(PASSAGE TO READ Opens)

UNHCR Aids Sexual Abuse Victims in Colombia

Content by: South-South News

6 March 2018, New York, USA | South-South News — The UN Refugee Agency – the UNHCR – is partnering with the Life Weavers Women's Alliance to help displaced Colombian women and girls overcome sexual abuse and support them through the process of finding justice.

The Alliance provides counselling and empowerment workshops to survivors of sexual abuse across the Putumayo region of Colombia, and - crucially - the chance to pursue justice through the courts.

(PASSAGE TO READ Closes)

EXERCISE SET
1 - Sum up the article on UNHCR's work with abuse survivors in Colombia in two sentences.
2 - Extend the article on UNHCR's work with abuse survivors in Colombia, picking up right after its last sentence.

(SOURCE DATA Opens)

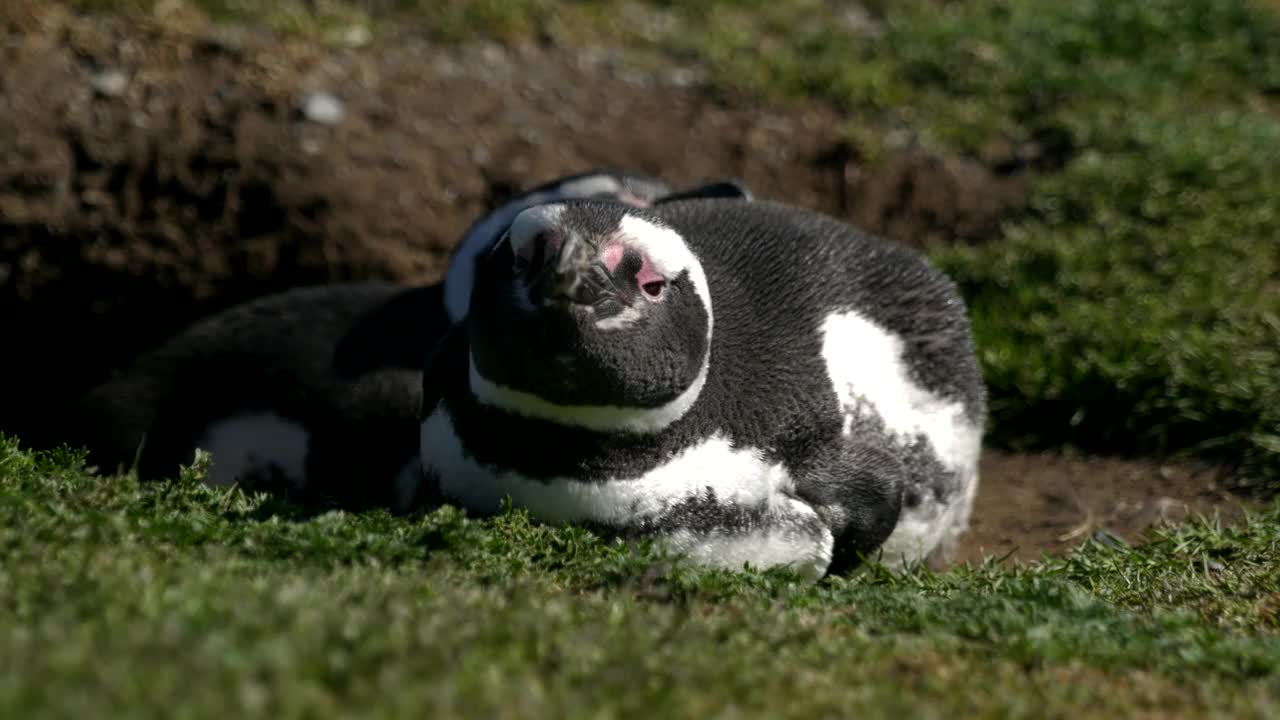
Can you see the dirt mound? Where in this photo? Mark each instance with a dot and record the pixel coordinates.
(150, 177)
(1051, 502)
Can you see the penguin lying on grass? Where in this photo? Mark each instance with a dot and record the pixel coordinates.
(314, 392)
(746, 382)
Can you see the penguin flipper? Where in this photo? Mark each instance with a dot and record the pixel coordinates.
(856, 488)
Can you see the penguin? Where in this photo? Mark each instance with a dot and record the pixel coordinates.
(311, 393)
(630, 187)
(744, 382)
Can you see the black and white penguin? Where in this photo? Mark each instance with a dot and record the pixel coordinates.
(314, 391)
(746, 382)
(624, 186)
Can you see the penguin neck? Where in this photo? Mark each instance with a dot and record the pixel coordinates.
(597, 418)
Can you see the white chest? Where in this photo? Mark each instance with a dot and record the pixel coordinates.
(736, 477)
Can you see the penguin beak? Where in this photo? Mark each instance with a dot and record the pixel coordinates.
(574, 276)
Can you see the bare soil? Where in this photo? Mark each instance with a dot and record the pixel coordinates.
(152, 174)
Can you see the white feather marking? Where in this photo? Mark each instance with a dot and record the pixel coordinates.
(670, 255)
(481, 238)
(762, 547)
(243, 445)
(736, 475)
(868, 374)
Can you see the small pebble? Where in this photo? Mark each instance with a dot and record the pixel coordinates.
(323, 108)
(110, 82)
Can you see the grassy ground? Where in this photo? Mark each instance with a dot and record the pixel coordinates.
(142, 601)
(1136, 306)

(SOURCE DATA Closes)
(SOURCE DATA Opens)

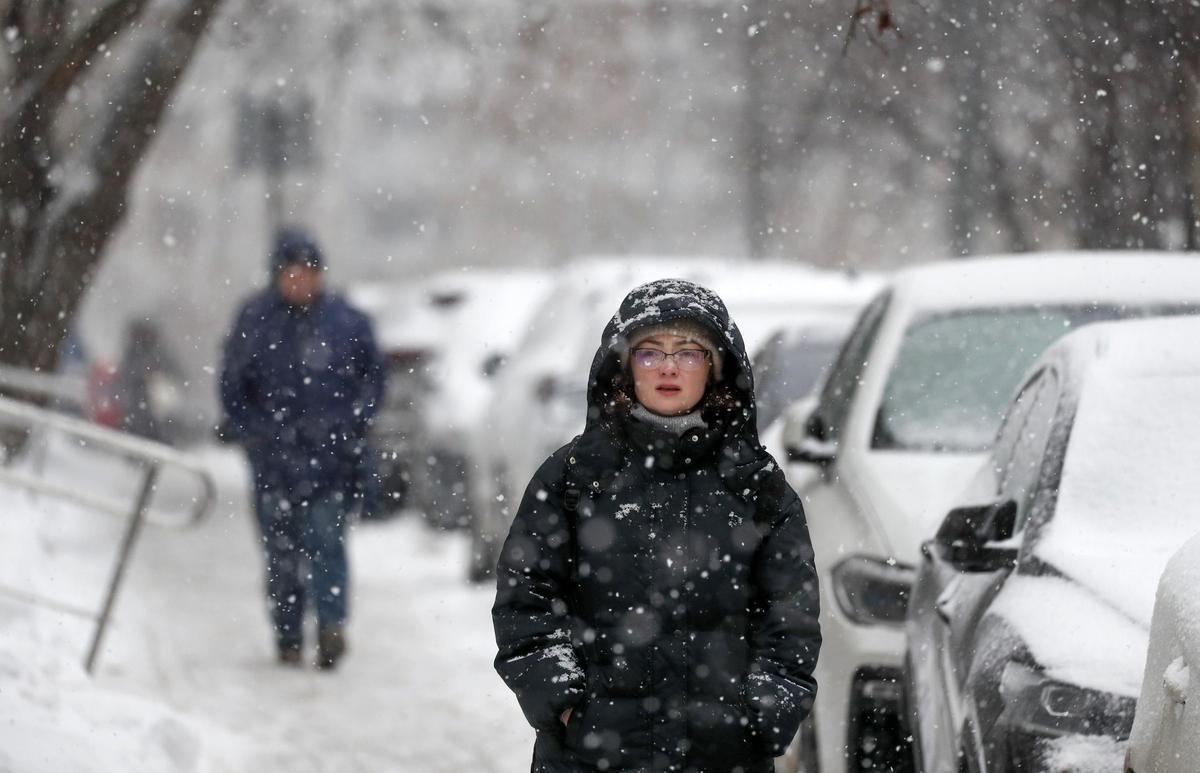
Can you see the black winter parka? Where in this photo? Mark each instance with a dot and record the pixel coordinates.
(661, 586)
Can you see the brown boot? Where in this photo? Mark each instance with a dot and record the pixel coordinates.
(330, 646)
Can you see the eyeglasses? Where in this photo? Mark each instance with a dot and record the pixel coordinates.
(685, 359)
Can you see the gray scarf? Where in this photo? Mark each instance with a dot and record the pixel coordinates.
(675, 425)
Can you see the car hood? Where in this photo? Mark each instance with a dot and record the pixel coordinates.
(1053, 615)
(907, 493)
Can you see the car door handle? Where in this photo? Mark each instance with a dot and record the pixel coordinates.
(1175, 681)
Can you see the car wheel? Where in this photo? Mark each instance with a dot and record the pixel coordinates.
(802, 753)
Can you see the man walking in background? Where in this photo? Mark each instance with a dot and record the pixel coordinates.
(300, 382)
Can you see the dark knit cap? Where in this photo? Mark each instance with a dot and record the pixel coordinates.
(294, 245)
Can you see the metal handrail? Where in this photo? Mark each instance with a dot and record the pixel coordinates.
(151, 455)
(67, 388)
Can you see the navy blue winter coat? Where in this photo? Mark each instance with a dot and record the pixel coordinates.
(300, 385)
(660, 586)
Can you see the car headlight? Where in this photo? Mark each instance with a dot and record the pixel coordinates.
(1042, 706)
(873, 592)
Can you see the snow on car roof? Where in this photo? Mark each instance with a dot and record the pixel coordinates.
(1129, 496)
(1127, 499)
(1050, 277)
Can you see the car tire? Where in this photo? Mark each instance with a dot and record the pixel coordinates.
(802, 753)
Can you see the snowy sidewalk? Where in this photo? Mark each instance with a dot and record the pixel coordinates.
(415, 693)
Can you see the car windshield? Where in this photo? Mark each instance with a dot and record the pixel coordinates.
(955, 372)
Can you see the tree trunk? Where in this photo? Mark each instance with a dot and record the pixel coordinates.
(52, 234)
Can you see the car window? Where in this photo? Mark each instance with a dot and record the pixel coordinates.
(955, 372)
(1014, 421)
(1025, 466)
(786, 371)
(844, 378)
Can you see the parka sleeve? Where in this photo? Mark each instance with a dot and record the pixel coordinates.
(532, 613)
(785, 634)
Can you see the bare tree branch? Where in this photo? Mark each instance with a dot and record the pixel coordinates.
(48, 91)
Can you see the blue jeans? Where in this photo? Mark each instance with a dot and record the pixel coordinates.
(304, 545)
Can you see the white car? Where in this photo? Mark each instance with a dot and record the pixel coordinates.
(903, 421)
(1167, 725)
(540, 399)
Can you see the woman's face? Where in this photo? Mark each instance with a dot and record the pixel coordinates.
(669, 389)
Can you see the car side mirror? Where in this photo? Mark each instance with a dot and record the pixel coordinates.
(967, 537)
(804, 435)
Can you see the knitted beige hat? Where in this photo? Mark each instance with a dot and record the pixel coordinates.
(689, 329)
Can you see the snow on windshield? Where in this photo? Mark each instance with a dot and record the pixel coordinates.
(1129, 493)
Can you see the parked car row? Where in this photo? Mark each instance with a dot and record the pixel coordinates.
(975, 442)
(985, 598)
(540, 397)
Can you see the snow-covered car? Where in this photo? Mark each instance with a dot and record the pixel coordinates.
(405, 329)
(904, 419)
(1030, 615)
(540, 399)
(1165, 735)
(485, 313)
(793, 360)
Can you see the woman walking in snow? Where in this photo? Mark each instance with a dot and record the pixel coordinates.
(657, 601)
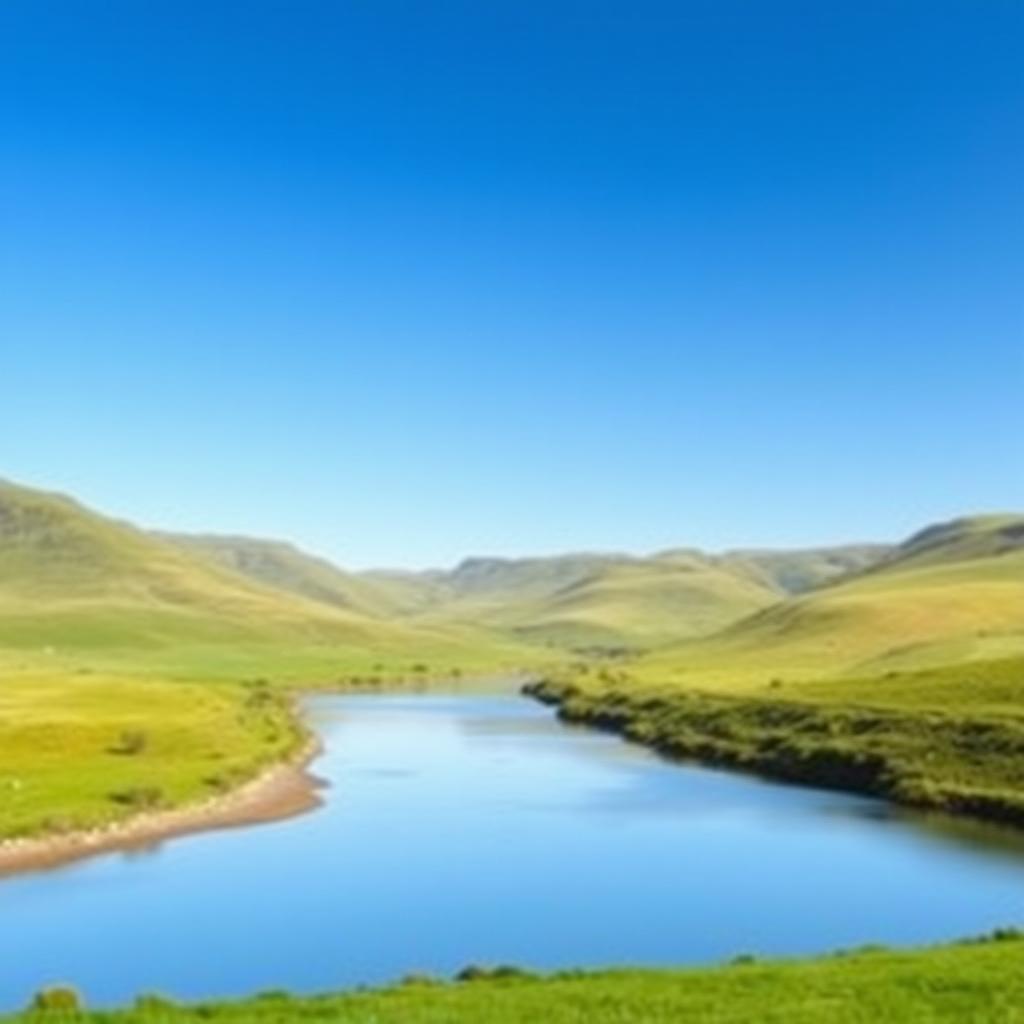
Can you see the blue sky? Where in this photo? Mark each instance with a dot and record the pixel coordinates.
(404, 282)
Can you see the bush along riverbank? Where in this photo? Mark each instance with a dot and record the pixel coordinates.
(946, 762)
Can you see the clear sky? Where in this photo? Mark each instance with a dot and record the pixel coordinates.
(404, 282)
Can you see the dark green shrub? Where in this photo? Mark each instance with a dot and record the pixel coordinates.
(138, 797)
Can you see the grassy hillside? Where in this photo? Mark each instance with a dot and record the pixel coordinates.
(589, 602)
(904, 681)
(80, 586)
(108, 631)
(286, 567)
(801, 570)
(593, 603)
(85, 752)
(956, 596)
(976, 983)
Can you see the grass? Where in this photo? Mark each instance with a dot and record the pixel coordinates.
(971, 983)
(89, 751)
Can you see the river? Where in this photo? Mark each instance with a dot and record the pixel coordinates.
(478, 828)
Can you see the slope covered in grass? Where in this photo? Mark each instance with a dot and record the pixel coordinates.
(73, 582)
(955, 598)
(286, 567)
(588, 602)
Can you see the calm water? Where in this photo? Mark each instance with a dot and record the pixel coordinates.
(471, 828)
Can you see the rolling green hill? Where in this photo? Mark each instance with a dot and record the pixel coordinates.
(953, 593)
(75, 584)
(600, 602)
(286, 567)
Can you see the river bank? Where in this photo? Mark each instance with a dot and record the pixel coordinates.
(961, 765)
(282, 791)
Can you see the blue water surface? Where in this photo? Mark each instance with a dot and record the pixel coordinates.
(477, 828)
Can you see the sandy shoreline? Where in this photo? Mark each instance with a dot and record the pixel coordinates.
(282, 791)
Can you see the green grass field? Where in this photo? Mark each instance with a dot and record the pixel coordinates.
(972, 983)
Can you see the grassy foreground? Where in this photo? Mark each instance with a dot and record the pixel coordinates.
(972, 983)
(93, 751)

(SOURCE DATA Closes)

ACTIVITY ANSWERS
1 - The UN Refugee Agency is partnering with the Life Weavers Women's Alliance to help displaced Colombian women and girls overcome sexual abuse and to support them as they seek justice. Across Colombia's Putumayo region, the Alliance gives survivors counseling, empowerment workshops and the chance to pursue justice through the courts.

2 -
More than five decades of armed conflict in Colombia have uprooted some 7.4 million people within the country's borders. Women and girls - who make up more than half of the total - are particularly vulnerable. Preoccupied by immediate concerns like finding food and shelter, removed from their family support networks, aid workers say they are wide open to sexual exploitation as they seek shelter on the margins. Leonor Galeano, a member of the Alliance, said, "Women's rights should not be ignored, to the contrary, women are very valuable." The women are just a few among thousands working to overcome their trauma. Fatima Muriel, the President of the Alliance, said, "The problem of sexual violence in the region of Putumayo is most prevalent among families who have been forcibly displaced, because they are in a state of greater vulnerability.”

The Life Weavers Women's Alliance brings together 66 women's groups across Putumayo to amplify their voices. "We decided to form a network at the provincial level so that we could protect each other. Every time a woman is killed we go out to the streets and protest," Muriel added.

The Alliance, provides legal aid, therapy and empowerment workshops to survivors of abuse. Leonor's daughter was a victim of sexual abuse when she was only 12 years old.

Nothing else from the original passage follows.